··· Artículo

Este es un juego de medias verdades porque para destruir la imagen del enemigo antes de destruirlo físicamente se necesitan mentiras, pero no puras.

Por ejemplo, cincuenta expertos estadounidenses en política exterior –senadores, militares retirados, diplomáticos, académicos– enviaron a Bill Clinton en 1997 una carta contra la expansión de la Otan porque extender al este sus fronteras podría «perturbar la estabilidad europea», y en la misma línea John Mearsheimer publicó en el 2014 en Foreign Affairs un artículo titulado «Why the Ukraine Crisis Is the West’s Fault» que hace poco el Ministerio de Relaciones Exteriores ruso tuiteó y que una periodista, Anne Applebaum, retuiteó con el comentario de que académicos como Mearsheimer proporcionan a Rusia argumentos para responsabilizar a Occidente por sus propias invasiones.

Applebaum señala a Mearsheimer porque suena como propaganda rusa. Pero las mentiras eficaces son impuras y la buena propaganda incluye una dosis de verdad, a la que debe su poder de convicción. De ahí que los calumniadores no suelan mentir del todo. Ya le decía el padre Merrin a Damien Karras en El exorcista que «el diablo mezcla mentiras con verdades para confundirnos». No hay astucia en la falta total de base fáctica: es en la mezcla y en la distorsión que la astucia opera.

······
··· Datos proporcionados

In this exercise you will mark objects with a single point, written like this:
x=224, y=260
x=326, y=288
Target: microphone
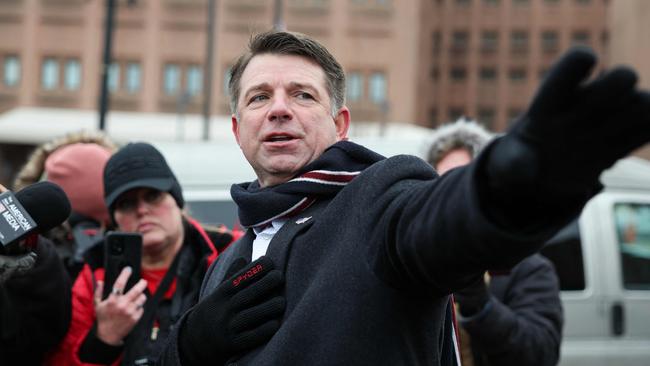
x=36, y=208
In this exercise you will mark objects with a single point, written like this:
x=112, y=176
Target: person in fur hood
x=75, y=162
x=509, y=317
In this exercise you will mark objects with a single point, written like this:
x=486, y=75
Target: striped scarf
x=322, y=178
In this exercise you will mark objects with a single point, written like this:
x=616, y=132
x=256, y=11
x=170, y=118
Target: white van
x=603, y=261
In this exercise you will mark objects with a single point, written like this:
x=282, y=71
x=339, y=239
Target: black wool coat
x=368, y=273
x=523, y=326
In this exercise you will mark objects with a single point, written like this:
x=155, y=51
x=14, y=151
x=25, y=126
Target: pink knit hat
x=78, y=169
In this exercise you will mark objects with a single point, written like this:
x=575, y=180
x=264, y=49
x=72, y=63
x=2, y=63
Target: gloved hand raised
x=241, y=314
x=473, y=298
x=573, y=130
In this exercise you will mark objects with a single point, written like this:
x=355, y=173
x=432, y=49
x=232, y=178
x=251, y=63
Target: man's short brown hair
x=295, y=44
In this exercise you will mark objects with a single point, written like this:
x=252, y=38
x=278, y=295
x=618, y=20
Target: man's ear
x=235, y=128
x=342, y=123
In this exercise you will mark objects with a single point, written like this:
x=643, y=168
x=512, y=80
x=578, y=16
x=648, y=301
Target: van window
x=633, y=233
x=565, y=251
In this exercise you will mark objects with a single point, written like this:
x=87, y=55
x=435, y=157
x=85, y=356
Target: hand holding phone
x=121, y=250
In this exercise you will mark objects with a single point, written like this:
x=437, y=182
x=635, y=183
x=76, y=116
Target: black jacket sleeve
x=35, y=309
x=523, y=325
x=433, y=235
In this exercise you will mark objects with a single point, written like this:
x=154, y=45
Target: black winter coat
x=523, y=325
x=35, y=309
x=369, y=272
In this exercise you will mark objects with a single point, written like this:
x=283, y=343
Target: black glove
x=15, y=264
x=241, y=314
x=552, y=158
x=472, y=299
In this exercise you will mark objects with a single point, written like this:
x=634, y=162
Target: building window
x=550, y=41
x=72, y=75
x=226, y=80
x=194, y=80
x=517, y=74
x=486, y=116
x=354, y=87
x=455, y=113
x=436, y=41
x=542, y=72
x=133, y=77
x=580, y=38
x=458, y=74
x=171, y=79
x=433, y=117
x=489, y=41
x=50, y=74
x=514, y=113
x=435, y=73
x=113, y=78
x=488, y=74
x=519, y=41
x=460, y=41
x=377, y=88
x=11, y=71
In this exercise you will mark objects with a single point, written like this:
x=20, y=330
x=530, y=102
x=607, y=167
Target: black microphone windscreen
x=46, y=203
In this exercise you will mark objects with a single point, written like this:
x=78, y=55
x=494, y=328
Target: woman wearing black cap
x=130, y=325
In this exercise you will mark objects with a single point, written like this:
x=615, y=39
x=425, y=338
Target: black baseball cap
x=139, y=165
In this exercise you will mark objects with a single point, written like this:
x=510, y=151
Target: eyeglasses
x=129, y=201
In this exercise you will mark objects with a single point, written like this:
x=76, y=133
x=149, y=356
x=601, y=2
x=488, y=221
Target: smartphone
x=121, y=250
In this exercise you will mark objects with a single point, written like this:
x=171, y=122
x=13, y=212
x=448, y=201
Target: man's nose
x=280, y=110
x=142, y=206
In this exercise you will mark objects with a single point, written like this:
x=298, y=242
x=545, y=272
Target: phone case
x=121, y=250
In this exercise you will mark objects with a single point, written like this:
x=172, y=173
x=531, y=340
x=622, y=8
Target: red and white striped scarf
x=322, y=178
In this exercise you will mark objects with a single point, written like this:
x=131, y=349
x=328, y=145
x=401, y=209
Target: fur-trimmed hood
x=462, y=134
x=33, y=169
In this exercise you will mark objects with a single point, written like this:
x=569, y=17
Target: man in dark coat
x=35, y=305
x=506, y=318
x=371, y=247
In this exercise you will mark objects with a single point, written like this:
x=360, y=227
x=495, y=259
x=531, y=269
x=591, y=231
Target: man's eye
x=258, y=98
x=305, y=96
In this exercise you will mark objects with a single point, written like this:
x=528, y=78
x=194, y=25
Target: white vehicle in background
x=603, y=261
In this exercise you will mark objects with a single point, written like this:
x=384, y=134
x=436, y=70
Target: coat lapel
x=280, y=246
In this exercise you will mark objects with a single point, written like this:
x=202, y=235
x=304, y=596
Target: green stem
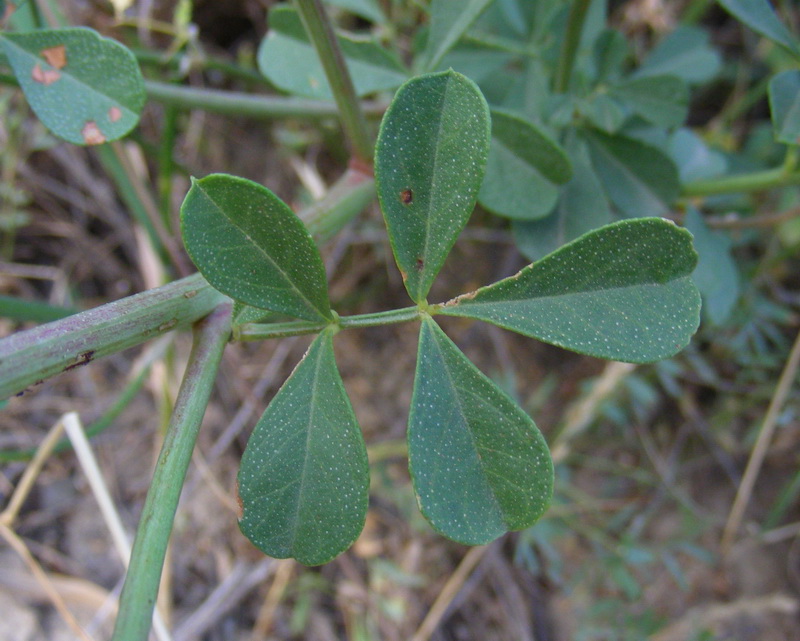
x=139, y=593
x=756, y=181
x=236, y=103
x=569, y=48
x=28, y=357
x=345, y=200
x=321, y=33
x=198, y=61
x=380, y=318
x=265, y=331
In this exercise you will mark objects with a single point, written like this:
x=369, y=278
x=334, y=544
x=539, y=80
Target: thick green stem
x=235, y=103
x=28, y=357
x=570, y=44
x=139, y=593
x=320, y=31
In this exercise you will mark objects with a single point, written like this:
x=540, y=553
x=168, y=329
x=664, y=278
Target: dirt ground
x=645, y=479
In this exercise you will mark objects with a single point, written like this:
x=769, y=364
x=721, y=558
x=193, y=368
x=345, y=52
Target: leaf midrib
x=292, y=287
x=70, y=76
x=465, y=422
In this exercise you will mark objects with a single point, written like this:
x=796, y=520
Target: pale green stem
x=320, y=31
x=139, y=593
x=570, y=44
x=27, y=358
x=236, y=103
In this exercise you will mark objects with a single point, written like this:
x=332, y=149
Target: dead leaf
x=55, y=56
x=44, y=76
x=91, y=133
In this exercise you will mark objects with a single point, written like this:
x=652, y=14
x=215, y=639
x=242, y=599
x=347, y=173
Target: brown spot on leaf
x=44, y=76
x=55, y=56
x=239, y=503
x=91, y=134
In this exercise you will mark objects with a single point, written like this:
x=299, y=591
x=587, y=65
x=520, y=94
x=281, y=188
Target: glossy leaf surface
x=622, y=292
x=524, y=167
x=84, y=88
x=249, y=245
x=760, y=17
x=479, y=464
x=287, y=59
x=304, y=477
x=640, y=180
x=429, y=163
x=784, y=103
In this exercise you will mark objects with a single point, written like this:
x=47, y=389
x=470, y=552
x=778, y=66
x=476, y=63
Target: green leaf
x=686, y=54
x=784, y=103
x=622, y=292
x=640, y=180
x=760, y=17
x=525, y=164
x=716, y=276
x=288, y=60
x=84, y=88
x=694, y=158
x=449, y=21
x=660, y=100
x=429, y=163
x=251, y=246
x=367, y=9
x=582, y=207
x=304, y=477
x=479, y=465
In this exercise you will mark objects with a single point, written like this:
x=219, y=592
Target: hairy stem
x=155, y=526
x=28, y=357
x=320, y=31
x=236, y=103
x=569, y=46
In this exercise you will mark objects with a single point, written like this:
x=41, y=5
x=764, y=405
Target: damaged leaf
x=85, y=88
x=622, y=292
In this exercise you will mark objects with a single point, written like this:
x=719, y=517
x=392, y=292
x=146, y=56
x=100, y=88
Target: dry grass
x=632, y=538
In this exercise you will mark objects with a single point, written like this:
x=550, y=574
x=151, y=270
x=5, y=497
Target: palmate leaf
x=479, y=464
x=622, y=292
x=582, y=206
x=252, y=247
x=372, y=67
x=304, y=476
x=524, y=168
x=640, y=180
x=429, y=163
x=84, y=88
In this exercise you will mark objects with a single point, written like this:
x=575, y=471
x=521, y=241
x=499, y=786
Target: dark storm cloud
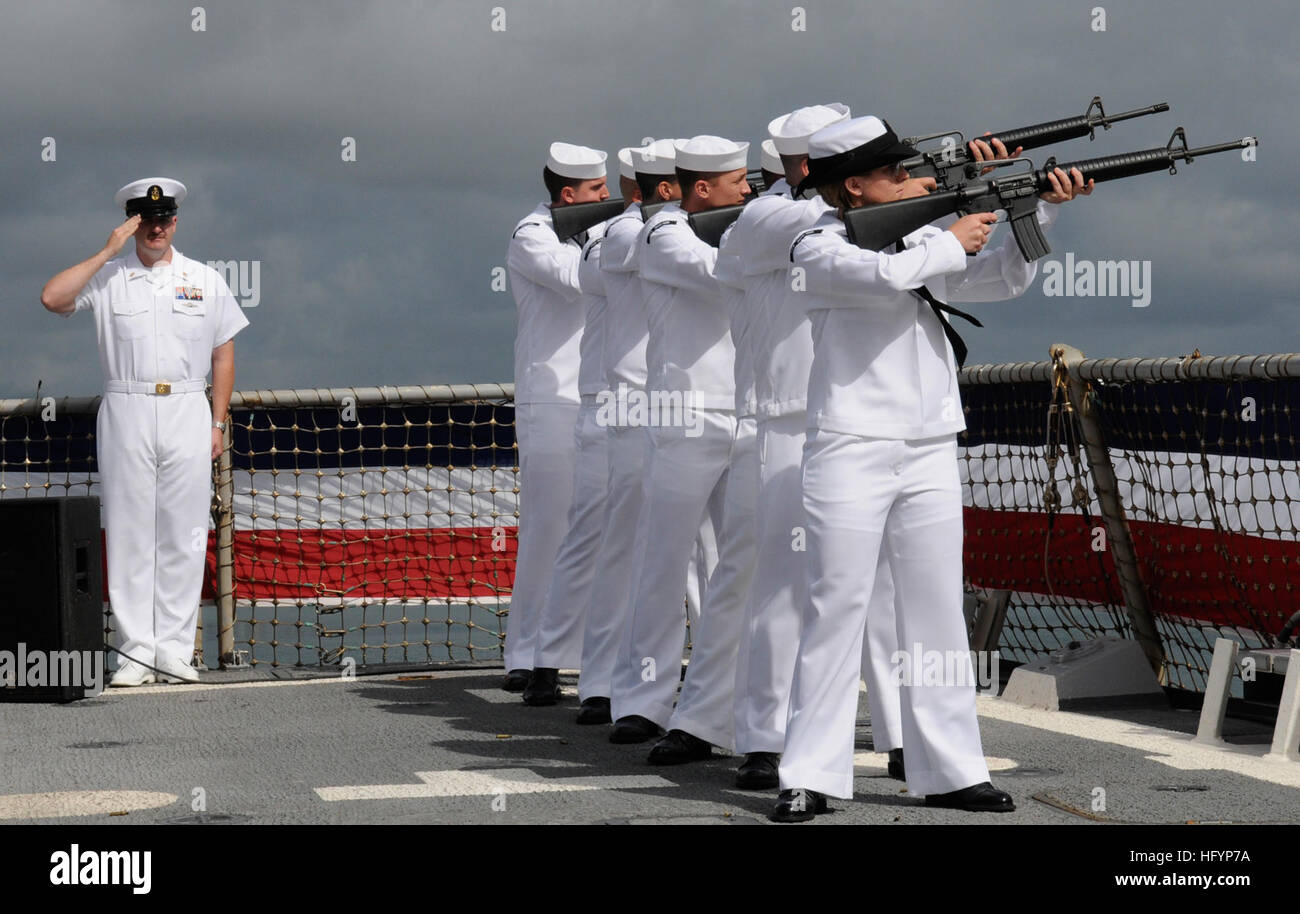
x=378, y=272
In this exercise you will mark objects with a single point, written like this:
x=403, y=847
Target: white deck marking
x=872, y=762
x=486, y=784
x=61, y=804
x=1177, y=750
x=502, y=697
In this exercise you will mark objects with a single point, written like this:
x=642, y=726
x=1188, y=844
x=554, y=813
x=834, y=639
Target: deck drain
x=1028, y=772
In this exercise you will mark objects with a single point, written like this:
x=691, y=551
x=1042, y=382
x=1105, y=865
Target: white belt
x=159, y=388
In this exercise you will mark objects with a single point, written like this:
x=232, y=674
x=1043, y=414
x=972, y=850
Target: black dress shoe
x=677, y=748
x=594, y=711
x=896, y=769
x=516, y=680
x=798, y=805
x=976, y=798
x=544, y=688
x=758, y=771
x=633, y=728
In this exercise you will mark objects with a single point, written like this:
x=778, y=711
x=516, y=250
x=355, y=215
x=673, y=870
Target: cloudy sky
x=378, y=271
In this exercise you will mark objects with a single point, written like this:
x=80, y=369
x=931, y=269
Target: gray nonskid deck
x=449, y=746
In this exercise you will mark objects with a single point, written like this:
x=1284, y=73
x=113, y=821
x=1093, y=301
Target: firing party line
x=737, y=404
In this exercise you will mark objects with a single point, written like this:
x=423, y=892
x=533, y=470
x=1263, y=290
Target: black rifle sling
x=940, y=308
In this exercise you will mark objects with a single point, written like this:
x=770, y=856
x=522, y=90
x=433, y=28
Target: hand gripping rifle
x=577, y=217
x=953, y=164
x=880, y=225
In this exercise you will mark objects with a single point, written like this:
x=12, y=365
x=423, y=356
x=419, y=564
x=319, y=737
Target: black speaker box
x=51, y=593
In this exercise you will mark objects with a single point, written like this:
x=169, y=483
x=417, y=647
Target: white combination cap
x=711, y=154
x=151, y=196
x=658, y=157
x=576, y=161
x=791, y=131
x=625, y=168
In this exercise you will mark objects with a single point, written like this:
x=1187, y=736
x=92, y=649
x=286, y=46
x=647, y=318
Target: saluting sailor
x=783, y=355
x=880, y=470
x=690, y=364
x=560, y=628
x=163, y=320
x=544, y=278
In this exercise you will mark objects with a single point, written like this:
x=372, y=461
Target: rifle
x=579, y=217
x=880, y=225
x=709, y=225
x=649, y=209
x=953, y=164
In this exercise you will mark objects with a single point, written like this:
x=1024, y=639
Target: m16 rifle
x=878, y=226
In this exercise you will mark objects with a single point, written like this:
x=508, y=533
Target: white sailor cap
x=657, y=157
x=151, y=196
x=625, y=168
x=576, y=161
x=791, y=131
x=771, y=161
x=852, y=147
x=711, y=154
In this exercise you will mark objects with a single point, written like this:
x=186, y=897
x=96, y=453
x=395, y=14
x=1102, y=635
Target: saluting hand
x=1064, y=189
x=973, y=230
x=121, y=234
x=919, y=187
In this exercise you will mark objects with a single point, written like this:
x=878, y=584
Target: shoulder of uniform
x=529, y=224
x=661, y=224
x=801, y=237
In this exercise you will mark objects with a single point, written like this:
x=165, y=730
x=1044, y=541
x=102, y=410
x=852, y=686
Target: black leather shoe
x=677, y=748
x=758, y=771
x=976, y=798
x=798, y=805
x=544, y=688
x=633, y=728
x=516, y=680
x=896, y=769
x=594, y=711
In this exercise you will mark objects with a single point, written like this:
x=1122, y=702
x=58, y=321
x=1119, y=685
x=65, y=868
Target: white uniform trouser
x=707, y=705
x=559, y=641
x=685, y=479
x=155, y=470
x=546, y=451
x=862, y=496
x=611, y=592
x=774, y=613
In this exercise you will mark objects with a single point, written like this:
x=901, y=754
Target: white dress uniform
x=156, y=330
x=689, y=356
x=563, y=616
x=880, y=476
x=706, y=705
x=783, y=359
x=544, y=280
x=625, y=334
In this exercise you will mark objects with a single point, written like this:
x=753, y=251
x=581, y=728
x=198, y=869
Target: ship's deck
x=450, y=746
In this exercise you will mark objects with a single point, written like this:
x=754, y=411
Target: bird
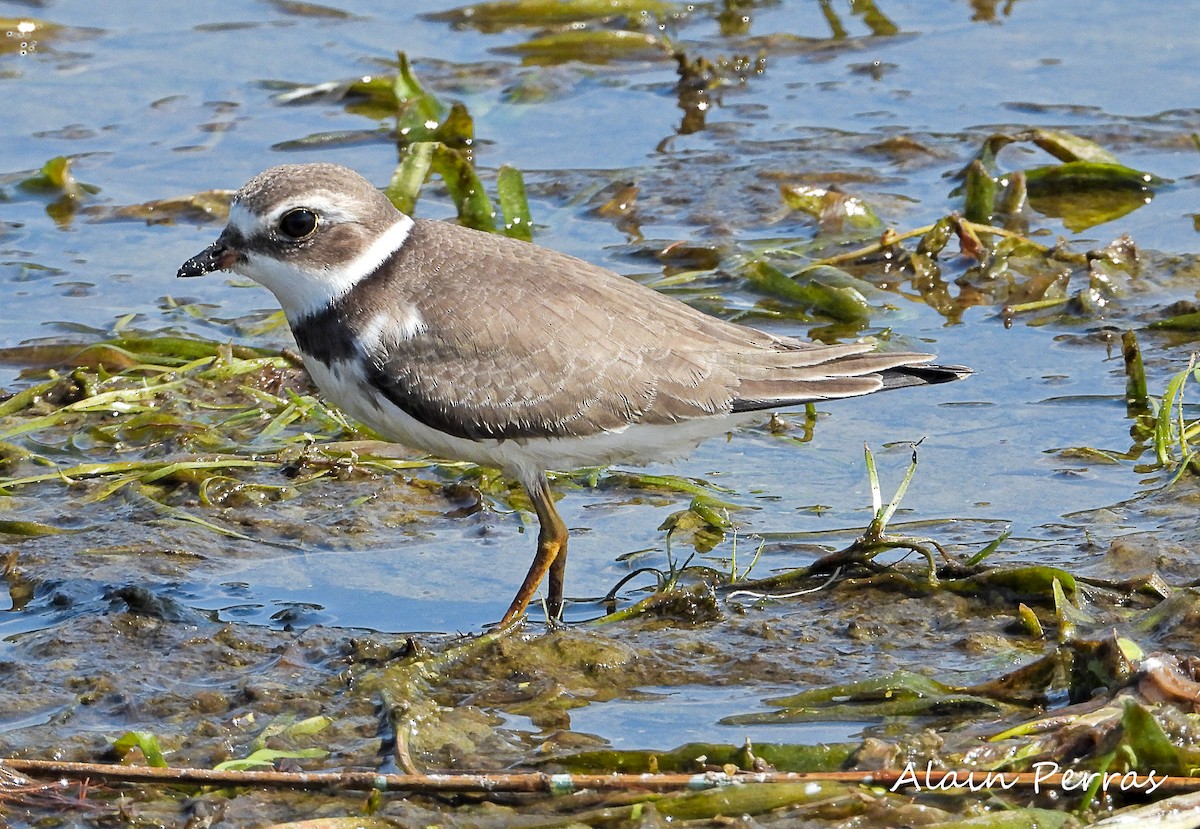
x=477, y=347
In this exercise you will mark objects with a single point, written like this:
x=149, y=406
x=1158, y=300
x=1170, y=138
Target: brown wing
x=559, y=347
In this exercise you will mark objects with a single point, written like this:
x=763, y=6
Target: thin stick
x=567, y=784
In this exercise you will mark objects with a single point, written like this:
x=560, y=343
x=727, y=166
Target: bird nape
x=477, y=347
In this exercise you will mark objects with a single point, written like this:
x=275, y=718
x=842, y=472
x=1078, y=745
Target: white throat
x=301, y=289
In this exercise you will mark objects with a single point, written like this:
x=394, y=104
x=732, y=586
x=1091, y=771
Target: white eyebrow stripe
x=363, y=265
x=328, y=209
x=243, y=220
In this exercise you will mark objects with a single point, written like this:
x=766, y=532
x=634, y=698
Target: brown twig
x=567, y=784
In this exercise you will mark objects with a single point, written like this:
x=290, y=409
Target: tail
x=921, y=376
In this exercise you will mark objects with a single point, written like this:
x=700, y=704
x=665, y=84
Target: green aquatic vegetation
x=459, y=175
x=57, y=181
x=143, y=742
x=599, y=46
x=502, y=14
x=1089, y=187
x=436, y=138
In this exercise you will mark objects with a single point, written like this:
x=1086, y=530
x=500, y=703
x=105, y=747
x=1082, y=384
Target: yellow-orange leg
x=551, y=554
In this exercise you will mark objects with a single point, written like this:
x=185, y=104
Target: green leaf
x=1151, y=745
x=418, y=113
x=504, y=13
x=1067, y=146
x=1078, y=176
x=55, y=176
x=514, y=204
x=409, y=176
x=459, y=174
x=1086, y=193
x=589, y=47
x=831, y=205
x=840, y=302
x=979, y=200
x=267, y=757
x=143, y=740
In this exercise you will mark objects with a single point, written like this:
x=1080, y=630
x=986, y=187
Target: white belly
x=345, y=385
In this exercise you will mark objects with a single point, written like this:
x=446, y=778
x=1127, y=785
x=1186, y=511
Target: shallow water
x=160, y=100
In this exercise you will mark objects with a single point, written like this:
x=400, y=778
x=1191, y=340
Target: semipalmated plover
x=478, y=347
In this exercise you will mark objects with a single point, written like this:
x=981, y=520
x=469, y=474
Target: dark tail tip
x=921, y=376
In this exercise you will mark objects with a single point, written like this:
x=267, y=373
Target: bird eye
x=298, y=223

······

Trabajo solicitado:
(A) Responde estas preguntas sobre el artículo acerca de la propaganda:
(i) ¿Cuántos expertos estadounidenses en política exterior firmaron la carta enviada a Bill Clinton en 1997?
(ii) ¿En qué publicación apareció en 2014 el artículo de John Mearsheimer?
(iii) Según el padre Merrin en El exorcista, ¿qué mezcla el diablo para confundirnos?
(B) ¿Concuerdan con el artículo sobre la propaganda estas afirmaciones? Responde sí o no y cita las palabras del texto que lo deciden.
(i) La carta de 1997 respaldaba la expansión de la Otan.
(ii) El Ministerio de Relaciones Exteriores ruso tuiteó el artículo de Mearsheimer.
(iii) La buena propaganda carece por completo de verdad.
(C) ¿Cómo seguiría el artículo sobre la propaganda? Escribe su continuación a partir de la última oración.
Los registros son un material independiente del artículo.

Respuestas en orden:
(A)
(i) Cincuenta.
(ii) En Foreign Affairs.
(iii) Mentiras con verdades.

(B)
(i) No: «una carta contra la expansión de la Otan».
(ii) Sí: «que hace poco el Ministerio de Relaciones Exteriores ruso tuiteó».
(iii) No: «la buena propaganda incluye una dosis de verdad».

(C)
No mienten Mearsheimer ni Putin sobre los avances de la Otan: solo omiten mencionar que similar queja podría, con justicia, venir de cualquier sirio. No mentía el entonces presidente iraní Mahmoud Ahmadinejad en su carta del 2006 a Bush cuando condenaba el maltrato de los presos en Guantánamo: solo se olvidaba de los detenidos en la cárcel de Evin por su propio gobierno. No miente el opositor ruso Alexéi Navalny al denunciar la invasión de Ucrania, y aunque ni Navalny ni Mearsheimer sean precisamente héroes revolucionarios, por más que los neoconservadores descalifiquen las críticas del segundo al gobierno de su país, y los neoestalinistas las del primero al del suyo, nada puede eliminar lo que contienen de cierto.

¿Miente la propaganda rusa cuando justifica la invasión alegando que el gobierno ucraniano es nazi e incluso que, en una mayoría tan absoluta como para legitimar bombardeos sobre la población civil, lo es el pueblo ucraniano?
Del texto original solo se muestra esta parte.